• _EXERCISE AIM_
Reproduce all records exactly.
:: LISTING
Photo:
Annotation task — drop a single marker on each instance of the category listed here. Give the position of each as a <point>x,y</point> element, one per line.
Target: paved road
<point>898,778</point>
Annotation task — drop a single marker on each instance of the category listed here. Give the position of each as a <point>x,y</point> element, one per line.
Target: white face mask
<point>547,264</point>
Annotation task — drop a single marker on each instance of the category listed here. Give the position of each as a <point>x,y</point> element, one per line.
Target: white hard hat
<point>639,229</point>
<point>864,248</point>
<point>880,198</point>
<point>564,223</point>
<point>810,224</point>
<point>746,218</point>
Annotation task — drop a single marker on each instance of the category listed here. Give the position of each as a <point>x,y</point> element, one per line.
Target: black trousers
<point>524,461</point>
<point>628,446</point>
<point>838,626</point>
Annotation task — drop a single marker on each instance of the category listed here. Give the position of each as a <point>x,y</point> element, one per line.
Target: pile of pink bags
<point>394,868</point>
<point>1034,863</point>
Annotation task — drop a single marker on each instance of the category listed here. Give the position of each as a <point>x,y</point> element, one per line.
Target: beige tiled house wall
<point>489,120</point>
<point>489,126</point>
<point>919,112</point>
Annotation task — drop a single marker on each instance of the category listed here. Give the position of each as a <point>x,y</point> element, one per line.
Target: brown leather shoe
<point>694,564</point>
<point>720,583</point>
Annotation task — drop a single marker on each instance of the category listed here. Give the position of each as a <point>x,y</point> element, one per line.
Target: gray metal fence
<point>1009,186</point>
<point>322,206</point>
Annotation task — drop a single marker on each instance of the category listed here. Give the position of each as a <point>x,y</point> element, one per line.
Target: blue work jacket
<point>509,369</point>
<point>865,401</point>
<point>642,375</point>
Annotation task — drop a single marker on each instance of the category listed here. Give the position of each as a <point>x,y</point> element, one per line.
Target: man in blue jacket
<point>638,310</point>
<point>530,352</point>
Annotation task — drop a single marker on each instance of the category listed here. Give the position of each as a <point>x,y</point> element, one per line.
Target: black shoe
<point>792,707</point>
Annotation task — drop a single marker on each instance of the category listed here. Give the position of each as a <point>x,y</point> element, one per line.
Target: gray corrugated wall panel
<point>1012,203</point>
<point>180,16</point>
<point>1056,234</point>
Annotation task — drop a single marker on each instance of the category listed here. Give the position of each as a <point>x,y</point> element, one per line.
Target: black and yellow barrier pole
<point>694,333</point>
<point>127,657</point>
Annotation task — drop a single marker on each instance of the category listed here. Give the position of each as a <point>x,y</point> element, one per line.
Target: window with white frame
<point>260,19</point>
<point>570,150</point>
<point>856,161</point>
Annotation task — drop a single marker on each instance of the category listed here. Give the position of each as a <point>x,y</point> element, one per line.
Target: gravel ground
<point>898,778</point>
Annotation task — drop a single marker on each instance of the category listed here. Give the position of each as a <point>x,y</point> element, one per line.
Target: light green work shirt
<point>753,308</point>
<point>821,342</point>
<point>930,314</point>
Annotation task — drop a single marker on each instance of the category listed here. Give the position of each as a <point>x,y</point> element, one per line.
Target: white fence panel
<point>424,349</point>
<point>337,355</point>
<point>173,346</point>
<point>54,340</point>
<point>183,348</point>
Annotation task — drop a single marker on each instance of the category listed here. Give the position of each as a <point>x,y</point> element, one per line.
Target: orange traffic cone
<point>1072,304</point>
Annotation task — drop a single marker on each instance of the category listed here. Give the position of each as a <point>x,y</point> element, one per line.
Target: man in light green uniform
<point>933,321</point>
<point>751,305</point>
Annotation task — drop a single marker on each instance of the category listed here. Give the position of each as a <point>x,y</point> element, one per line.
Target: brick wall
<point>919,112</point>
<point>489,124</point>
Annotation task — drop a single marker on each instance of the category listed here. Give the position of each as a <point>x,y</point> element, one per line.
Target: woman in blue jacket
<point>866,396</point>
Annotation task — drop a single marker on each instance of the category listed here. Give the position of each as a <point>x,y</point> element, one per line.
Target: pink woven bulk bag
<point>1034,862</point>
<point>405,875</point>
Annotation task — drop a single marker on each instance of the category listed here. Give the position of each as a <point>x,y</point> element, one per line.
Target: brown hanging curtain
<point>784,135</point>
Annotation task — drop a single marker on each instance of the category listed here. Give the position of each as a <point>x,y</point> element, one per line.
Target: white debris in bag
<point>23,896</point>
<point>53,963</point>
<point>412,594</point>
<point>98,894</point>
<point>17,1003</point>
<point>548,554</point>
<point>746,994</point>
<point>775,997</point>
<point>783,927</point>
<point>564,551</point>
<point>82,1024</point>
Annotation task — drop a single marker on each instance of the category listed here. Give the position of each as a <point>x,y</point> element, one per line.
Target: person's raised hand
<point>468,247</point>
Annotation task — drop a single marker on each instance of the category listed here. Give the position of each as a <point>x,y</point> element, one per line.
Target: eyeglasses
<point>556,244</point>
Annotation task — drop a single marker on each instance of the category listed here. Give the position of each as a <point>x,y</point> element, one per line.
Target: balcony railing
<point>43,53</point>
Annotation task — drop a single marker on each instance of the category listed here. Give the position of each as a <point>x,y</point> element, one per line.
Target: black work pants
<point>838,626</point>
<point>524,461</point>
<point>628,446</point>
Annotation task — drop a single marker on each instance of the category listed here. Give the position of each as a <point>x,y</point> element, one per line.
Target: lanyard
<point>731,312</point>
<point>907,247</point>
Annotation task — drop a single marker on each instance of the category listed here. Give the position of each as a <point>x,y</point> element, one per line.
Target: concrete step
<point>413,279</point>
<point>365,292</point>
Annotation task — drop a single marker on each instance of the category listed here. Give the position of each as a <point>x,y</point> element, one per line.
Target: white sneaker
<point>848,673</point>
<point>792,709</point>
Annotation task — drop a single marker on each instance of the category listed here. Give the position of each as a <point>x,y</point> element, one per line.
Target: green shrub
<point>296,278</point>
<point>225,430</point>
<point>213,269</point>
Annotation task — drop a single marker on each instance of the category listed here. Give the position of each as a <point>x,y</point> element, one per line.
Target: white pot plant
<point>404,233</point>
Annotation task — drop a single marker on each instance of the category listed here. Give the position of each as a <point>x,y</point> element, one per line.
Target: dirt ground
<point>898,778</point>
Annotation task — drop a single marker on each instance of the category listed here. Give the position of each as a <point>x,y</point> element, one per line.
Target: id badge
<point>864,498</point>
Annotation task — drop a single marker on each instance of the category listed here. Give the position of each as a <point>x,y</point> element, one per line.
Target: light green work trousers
::::
• _OUTPUT OF THE TASK_
Photo:
Annotation task — drop a single marker on each instance of the category listed here. Give the position of each as a <point>x,y</point> element, one per line.
Target: paved road
<point>898,778</point>
Annotation task — drop a single marker on each instance of the category listed here. Give the position of each as a <point>x,y</point> element, one per line.
Target: white face mask
<point>547,264</point>
Annotation task — drop a single marker on each instance of the category listed here. Give the position of each as a <point>x,y</point> element, one per line.
Target: white hard hat
<point>639,229</point>
<point>864,248</point>
<point>880,198</point>
<point>564,223</point>
<point>810,224</point>
<point>746,218</point>
Annotation task — drop a single marker on each instance of the category listed here. Give the position of each as a <point>x,y</point> element, one per line.
Target: black trousers
<point>524,461</point>
<point>628,446</point>
<point>838,626</point>
Annotation task — drop a single marker on each instance of the category listed here. Give the position of each as a <point>x,y</point> element, one per line.
Target: pile of pink bags
<point>394,868</point>
<point>1034,863</point>
Annotation task — drop a single marker on each instance of the category listed here. Give the position of each as a <point>x,y</point> element, one per line.
Target: beige tiled house wall
<point>489,120</point>
<point>489,126</point>
<point>919,112</point>
Annotation task — drop a single marker on each instance of the category listed here. Give the position of each as a <point>x,y</point> element, one per line.
Target: brown leather shoe
<point>694,564</point>
<point>720,583</point>
Annotation task — drop a single marker on each instance of the category listed here. Give the position of each as a <point>x,y</point> element, one per line.
Target: gray metal fence
<point>1009,186</point>
<point>322,206</point>
Annotation task — drop a single marker on each instance of the category listed here. Give the position of each as a <point>x,y</point> element, one per line.
Target: blue work jacket
<point>509,369</point>
<point>865,401</point>
<point>642,375</point>
Annotation task — drop a single marker on each instance of the category listed here. Give the position of each as a <point>x,y</point> element, one per line.
Target: man in blue jacket
<point>638,310</point>
<point>530,352</point>
Annotation task — drop a single marker on each instance of the category listed here. Give the position of each as a <point>x,y</point> element, one per line.
Target: black shoe
<point>792,707</point>
Annotation task — drop a single marker on each instance of the category listed here. Give the position of each as a <point>x,y</point> element, one per line.
Target: gray corrugated wall panel
<point>1012,203</point>
<point>180,16</point>
<point>1056,234</point>
Annotation task — drop a single marker on each instance of the category listed here. Give the position of each as a <point>x,y</point> element, one per line.
Target: black and yellow barrier pole
<point>694,333</point>
<point>127,657</point>
Annotation task — drop a single marker on each instance of the category listed here. Give the position of each as a <point>x,y</point> element, one per line.
Target: window with white frame
<point>260,19</point>
<point>570,150</point>
<point>856,161</point>
Annotation task — drop a single marker on each instance of the category listed here. Give the position of each as a <point>x,y</point> element, one per line.
Target: gravel ground
<point>898,778</point>
Annotation task — drop a single marker on each instance of the category listed here. Give the position of each as a <point>x,y</point> element, one per line.
Target: light green work shirt
<point>753,308</point>
<point>821,342</point>
<point>930,314</point>
Annotation task — drop a single marker on each instance of the category listed here. Give the position of each as a <point>x,y</point> element, one per line.
Target: white fence panel
<point>424,349</point>
<point>337,355</point>
<point>173,346</point>
<point>54,340</point>
<point>183,348</point>
Annotation task — drop a single marker on each instance of the category listed here. Give the position of each as a <point>x,y</point> element, one per line.
Target: orange traffic cone
<point>1072,304</point>
Annotation task — drop a single marker on each instance of the category listed here. Give the position of each as a <point>x,y</point> element, one per line.
Target: man in light green uniform
<point>933,321</point>
<point>751,305</point>
Annotation task — drop a single marker on each instance of the category listed here. Give the position of each as a <point>x,y</point> element, one per line.
Target: brick wall
<point>919,112</point>
<point>489,124</point>
Annotation task — drop a single marker on each instance of the category listed here. Give the position of each as a <point>x,y</point> element, one per line.
Target: woman in blue jacket
<point>866,396</point>
Annotation task — drop a single marker on each instance of the category listed here. Give the position of each as a <point>x,y</point> element, one per line.
Target: pink woven bulk bag
<point>1034,862</point>
<point>405,875</point>
Annotation task — drop a single marker on each instance of the category listed here. Give the position of each as a <point>x,y</point> element, one per line.
Target: brown hanging curtain
<point>784,135</point>
Annotation task — drop a single marker on each instance of the category listed here. Give the position of each as a <point>x,y</point> element, one per line.
Target: white debris in bag
<point>23,896</point>
<point>53,963</point>
<point>412,594</point>
<point>98,894</point>
<point>17,1003</point>
<point>548,554</point>
<point>746,994</point>
<point>775,997</point>
<point>783,927</point>
<point>564,551</point>
<point>82,1024</point>
Annotation task — drop a single marker on each instance of the category listed here. Give the position of each as a <point>x,y</point> element, one per line.
Target: person's raised hand
<point>468,247</point>
Annotation task — drop a single marker on each instance of the category listed here. Give the position of each as a <point>x,y</point> element, one per line.
Target: eyeglasses
<point>556,244</point>
Annotation task — drop a single marker on each instance of the category listed here. Give the position of each as a <point>x,y</point> element, one per line.
Target: balcony railing
<point>43,53</point>
Annotation task — drop a single marker on each instance of the category listed here. Give the position of each as a <point>x,y</point> element, one per line.
Target: black work pants
<point>838,626</point>
<point>524,461</point>
<point>628,446</point>
Annotation task — drop a single marker on each instance of the category listed here. Give the position of each as a <point>x,y</point> element, one per line.
Target: lanyard
<point>731,312</point>
<point>907,247</point>
Annotation task — drop a single marker on each instance of the category listed here. Give the position of each as a <point>x,y</point> element, one per line.
Target: concrete step
<point>413,279</point>
<point>365,292</point>
Annotation task — drop a single marker on each instance of the category listed here. Give the position of each as a <point>x,y</point> element, one per line.
Target: white sneaker
<point>848,673</point>
<point>792,709</point>
Annotation task — drop a single marker on each instance of the category listed here. Give the position of each as a <point>x,y</point> element, one per line.
Target: green shrub
<point>296,278</point>
<point>225,430</point>
<point>213,269</point>
Annotation task — drop a single marker on each instance of the category listed here. Give the position of each as a <point>x,y</point> element, one per line.
Target: white pot plant
<point>404,233</point>
Annotation task — drop a single marker on each instance of the category listed here. Give the position of each as a <point>x,y</point> element, one per line.
Target: dirt ground
<point>898,778</point>
Annotation task — drop a single marker on each instance of the category listed here. Give the position of each as a <point>x,y</point> element, one per line.
Target: id badge
<point>864,498</point>
Annotation task — drop a single marker on each instance of the category listed here. Give the position of each as a <point>x,y</point> element, one per line.
Target: light green work trousers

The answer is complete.